■ **Stated problem**:
Print the line containing "Wildlife-count tagging: point out every instance of the long" and each line after it through the end, please, with nothing added.

Start of Provided information

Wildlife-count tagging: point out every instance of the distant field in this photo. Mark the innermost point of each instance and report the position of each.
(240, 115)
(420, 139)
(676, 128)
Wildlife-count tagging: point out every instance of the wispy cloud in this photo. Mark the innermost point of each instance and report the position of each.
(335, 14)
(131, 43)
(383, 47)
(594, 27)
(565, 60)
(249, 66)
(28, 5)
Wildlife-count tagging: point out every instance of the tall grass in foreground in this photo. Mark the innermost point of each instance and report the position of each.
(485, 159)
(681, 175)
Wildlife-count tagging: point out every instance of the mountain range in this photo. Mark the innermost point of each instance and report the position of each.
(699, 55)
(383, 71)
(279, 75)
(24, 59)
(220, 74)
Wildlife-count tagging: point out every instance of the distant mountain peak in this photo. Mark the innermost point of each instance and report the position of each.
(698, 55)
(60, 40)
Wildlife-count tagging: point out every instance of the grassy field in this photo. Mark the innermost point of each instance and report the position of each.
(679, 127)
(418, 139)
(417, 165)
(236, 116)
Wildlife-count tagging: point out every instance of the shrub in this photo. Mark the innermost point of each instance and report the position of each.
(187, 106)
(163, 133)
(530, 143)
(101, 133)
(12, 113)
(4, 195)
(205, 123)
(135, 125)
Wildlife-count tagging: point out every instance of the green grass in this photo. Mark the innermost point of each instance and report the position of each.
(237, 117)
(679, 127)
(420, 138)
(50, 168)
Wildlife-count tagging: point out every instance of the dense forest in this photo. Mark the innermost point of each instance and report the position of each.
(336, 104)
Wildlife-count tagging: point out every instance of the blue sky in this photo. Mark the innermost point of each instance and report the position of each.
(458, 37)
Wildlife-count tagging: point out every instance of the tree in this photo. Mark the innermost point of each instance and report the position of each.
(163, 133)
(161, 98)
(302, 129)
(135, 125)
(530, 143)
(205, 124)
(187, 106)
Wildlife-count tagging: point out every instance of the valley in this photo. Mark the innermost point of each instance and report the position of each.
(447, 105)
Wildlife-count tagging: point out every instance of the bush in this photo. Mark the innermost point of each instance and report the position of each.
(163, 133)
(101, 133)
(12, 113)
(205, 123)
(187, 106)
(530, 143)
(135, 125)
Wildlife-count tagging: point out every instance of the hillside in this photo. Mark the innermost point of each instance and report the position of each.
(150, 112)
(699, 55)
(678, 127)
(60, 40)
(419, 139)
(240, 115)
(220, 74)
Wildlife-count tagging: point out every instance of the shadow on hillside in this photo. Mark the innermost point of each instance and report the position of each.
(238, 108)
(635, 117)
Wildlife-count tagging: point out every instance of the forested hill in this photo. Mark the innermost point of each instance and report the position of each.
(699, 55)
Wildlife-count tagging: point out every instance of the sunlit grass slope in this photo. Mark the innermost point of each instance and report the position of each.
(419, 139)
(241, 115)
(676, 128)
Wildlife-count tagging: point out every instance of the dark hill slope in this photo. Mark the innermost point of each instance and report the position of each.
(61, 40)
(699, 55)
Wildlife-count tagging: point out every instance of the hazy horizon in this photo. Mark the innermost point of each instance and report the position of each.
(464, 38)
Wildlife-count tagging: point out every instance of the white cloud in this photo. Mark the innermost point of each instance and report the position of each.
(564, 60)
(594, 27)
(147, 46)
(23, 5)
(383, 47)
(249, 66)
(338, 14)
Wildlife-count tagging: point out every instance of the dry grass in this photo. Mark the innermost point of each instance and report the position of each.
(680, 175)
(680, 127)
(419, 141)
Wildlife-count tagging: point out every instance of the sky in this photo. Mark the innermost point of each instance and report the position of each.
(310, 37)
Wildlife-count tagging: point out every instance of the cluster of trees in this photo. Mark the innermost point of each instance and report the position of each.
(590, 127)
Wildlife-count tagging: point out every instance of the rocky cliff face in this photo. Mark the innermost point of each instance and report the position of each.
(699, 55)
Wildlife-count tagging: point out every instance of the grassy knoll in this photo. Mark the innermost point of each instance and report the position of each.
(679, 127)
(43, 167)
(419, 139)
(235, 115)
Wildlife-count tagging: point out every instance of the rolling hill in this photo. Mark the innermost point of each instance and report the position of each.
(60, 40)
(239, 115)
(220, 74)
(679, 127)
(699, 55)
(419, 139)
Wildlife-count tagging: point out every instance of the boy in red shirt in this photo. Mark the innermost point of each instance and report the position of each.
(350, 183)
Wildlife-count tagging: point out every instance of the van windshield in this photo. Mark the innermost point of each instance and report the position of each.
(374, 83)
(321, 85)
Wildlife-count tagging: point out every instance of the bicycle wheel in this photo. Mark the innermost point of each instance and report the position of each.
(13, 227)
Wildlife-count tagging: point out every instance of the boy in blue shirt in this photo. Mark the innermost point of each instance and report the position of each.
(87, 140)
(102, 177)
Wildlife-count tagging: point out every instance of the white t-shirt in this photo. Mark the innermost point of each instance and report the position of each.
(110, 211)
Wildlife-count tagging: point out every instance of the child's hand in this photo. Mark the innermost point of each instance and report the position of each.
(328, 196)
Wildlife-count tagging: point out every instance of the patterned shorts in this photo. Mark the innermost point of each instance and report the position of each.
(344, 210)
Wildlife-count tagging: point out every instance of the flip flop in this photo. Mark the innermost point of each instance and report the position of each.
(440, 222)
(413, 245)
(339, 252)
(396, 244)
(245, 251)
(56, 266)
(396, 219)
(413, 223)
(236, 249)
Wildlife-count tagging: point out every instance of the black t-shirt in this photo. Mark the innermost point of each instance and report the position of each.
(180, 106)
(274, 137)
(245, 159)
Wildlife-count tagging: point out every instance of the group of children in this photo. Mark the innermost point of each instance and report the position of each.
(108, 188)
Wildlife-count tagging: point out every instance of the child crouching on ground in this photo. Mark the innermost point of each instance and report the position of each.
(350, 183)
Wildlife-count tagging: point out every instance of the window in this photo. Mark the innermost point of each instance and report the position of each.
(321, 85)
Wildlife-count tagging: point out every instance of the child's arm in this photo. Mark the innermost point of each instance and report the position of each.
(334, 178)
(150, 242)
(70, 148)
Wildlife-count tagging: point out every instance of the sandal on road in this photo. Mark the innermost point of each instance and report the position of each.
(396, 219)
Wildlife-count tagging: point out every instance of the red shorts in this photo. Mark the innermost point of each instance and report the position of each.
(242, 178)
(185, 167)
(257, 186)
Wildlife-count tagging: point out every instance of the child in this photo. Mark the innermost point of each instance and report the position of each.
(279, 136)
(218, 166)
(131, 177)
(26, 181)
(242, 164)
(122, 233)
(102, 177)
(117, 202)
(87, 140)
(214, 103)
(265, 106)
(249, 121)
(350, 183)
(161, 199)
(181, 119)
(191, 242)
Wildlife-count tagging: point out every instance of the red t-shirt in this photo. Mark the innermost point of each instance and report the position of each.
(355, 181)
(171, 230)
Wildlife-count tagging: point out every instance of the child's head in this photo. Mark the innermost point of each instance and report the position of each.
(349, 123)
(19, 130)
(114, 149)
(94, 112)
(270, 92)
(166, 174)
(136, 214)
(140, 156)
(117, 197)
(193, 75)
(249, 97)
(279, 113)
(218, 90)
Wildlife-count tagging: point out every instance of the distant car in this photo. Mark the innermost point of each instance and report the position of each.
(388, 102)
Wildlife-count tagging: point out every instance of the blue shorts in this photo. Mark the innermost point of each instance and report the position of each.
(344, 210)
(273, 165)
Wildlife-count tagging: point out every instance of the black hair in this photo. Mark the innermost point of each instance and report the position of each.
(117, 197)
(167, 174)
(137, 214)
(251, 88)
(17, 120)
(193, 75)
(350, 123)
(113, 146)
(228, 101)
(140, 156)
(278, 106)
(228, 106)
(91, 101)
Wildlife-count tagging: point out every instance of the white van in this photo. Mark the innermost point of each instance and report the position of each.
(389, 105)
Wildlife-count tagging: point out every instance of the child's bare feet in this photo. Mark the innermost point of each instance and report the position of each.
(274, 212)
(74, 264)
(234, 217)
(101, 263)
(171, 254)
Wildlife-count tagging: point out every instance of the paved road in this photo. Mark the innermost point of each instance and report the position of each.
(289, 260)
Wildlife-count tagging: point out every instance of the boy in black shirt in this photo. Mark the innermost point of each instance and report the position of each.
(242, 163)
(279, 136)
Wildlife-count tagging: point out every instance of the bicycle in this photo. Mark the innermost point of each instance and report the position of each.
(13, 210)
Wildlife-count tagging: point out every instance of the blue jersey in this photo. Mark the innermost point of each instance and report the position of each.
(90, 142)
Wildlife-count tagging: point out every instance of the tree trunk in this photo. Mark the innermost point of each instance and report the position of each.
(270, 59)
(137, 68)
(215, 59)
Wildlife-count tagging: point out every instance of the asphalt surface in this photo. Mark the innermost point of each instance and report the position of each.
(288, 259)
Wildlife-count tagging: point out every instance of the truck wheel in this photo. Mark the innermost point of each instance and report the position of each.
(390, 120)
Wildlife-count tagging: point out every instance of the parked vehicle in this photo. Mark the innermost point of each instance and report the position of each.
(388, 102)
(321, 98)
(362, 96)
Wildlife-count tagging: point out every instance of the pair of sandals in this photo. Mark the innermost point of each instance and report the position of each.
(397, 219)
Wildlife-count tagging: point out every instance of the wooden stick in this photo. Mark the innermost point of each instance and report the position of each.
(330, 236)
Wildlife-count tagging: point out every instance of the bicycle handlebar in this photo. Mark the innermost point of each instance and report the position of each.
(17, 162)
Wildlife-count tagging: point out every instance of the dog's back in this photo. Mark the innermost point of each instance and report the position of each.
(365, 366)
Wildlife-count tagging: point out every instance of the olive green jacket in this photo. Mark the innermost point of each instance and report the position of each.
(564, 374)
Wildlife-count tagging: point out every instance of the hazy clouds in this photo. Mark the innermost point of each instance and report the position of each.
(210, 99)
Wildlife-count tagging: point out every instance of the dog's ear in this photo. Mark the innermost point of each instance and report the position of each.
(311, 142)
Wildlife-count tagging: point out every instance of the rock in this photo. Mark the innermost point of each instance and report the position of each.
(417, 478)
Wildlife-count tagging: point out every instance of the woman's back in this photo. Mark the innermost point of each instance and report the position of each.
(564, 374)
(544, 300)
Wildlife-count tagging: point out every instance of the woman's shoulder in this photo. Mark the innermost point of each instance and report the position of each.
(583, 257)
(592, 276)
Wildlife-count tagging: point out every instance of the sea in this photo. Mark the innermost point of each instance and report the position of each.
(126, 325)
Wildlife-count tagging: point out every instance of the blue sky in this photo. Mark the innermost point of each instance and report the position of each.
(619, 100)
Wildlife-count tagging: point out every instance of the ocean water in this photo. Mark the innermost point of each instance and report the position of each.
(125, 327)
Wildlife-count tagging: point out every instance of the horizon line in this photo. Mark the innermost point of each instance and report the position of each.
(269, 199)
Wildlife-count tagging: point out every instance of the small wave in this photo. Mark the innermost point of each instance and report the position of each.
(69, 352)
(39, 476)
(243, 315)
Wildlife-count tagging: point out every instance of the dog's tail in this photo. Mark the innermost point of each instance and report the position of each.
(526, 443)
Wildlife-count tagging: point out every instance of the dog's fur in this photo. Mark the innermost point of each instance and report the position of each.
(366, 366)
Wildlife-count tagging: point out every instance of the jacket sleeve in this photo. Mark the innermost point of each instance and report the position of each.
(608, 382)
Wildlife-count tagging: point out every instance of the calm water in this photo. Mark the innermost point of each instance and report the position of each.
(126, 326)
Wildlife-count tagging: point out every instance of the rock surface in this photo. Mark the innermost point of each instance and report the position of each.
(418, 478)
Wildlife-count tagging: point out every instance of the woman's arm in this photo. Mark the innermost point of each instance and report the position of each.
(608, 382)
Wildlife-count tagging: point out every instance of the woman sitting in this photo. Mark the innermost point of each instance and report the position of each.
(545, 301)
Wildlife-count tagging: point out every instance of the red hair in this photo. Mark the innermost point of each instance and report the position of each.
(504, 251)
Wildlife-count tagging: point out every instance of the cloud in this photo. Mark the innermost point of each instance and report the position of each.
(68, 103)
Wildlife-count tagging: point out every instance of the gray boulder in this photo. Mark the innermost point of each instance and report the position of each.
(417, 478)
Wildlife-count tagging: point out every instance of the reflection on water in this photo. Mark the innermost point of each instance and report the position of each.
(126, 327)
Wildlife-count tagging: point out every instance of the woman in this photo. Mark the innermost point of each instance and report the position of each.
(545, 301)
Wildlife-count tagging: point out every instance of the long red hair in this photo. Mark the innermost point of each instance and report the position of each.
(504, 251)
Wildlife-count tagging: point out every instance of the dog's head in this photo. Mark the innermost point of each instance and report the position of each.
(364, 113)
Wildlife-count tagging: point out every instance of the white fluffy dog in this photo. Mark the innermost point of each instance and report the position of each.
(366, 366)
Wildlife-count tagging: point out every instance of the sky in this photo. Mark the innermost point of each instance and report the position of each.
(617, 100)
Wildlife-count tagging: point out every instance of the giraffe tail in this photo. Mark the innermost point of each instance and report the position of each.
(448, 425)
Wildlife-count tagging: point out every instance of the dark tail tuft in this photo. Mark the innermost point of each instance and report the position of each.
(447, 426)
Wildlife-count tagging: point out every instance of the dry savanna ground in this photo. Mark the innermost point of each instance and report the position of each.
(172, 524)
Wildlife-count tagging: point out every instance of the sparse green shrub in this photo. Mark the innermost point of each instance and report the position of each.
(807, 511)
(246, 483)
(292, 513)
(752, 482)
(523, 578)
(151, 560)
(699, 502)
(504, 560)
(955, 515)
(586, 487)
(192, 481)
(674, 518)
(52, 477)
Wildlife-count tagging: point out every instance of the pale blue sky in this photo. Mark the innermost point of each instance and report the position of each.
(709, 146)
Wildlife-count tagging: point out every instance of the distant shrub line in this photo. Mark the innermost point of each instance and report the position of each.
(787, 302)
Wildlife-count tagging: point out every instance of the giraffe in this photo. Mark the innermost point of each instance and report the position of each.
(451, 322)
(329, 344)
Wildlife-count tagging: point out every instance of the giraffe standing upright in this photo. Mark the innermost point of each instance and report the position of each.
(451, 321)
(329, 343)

End of Provided information

■ **Solution to this task**:
Wildlife-count tagging: point out every instance of the long red hair in this photo. Mark the innermost point of each instance and report the position of each.
(504, 251)
Wildlife-count tagging: point out every instance of the dog's head in this photo. Mark the innermost point of each instance and report the position of each.
(364, 113)
Wildlife-count tagging: point out every instance of the white fluffy dog in this photo. Mark the innermost point of each instance and report the position of each.
(366, 366)
Wildlife-count tagging: point out every instance of the sky in this photo. Mark the innermost point of each instance and report the position of each.
(617, 100)
Wildlife-count tagging: point out every instance of the giraffe tail in this photo. Mark the innermost point of each instance and report the position of each.
(448, 425)
Wildlife-count tagging: point out every instance of the dark tail tuft in this photo. Mark the innermost point of each instance and report the position of each.
(447, 426)
Wildlife-count tagging: point out every instance of the dry savanna ground in this photo. Mark the innermost point of each instance and report the position of each.
(172, 524)
Wildlife-count tagging: point out every instance of the sparse green shrub in this photo. Mark the innermost point of each instance and report the position of each.
(807, 511)
(246, 483)
(292, 513)
(752, 482)
(523, 578)
(151, 560)
(699, 502)
(504, 560)
(955, 515)
(586, 487)
(192, 481)
(674, 518)
(52, 477)
Wildlife-count tagging: point out every instance of the pale blue sky in this photo. Mark the innermost point of each instance and report the position of each.
(709, 146)
Wildlife-count tagging: point out every instance of the distant shrub line in this photo. Mark the innermost point of each instance and report the position of each.
(787, 302)
Wildlife-count tagging: point out every instance of the giraffe in this photo. Mark the innermost point of each instance and report the position of each.
(451, 322)
(329, 344)
Wildlife-count tagging: point out every instance of the giraffe standing upright in this photo. Mark the innermost point of each instance and report the position of each.
(451, 321)
(329, 343)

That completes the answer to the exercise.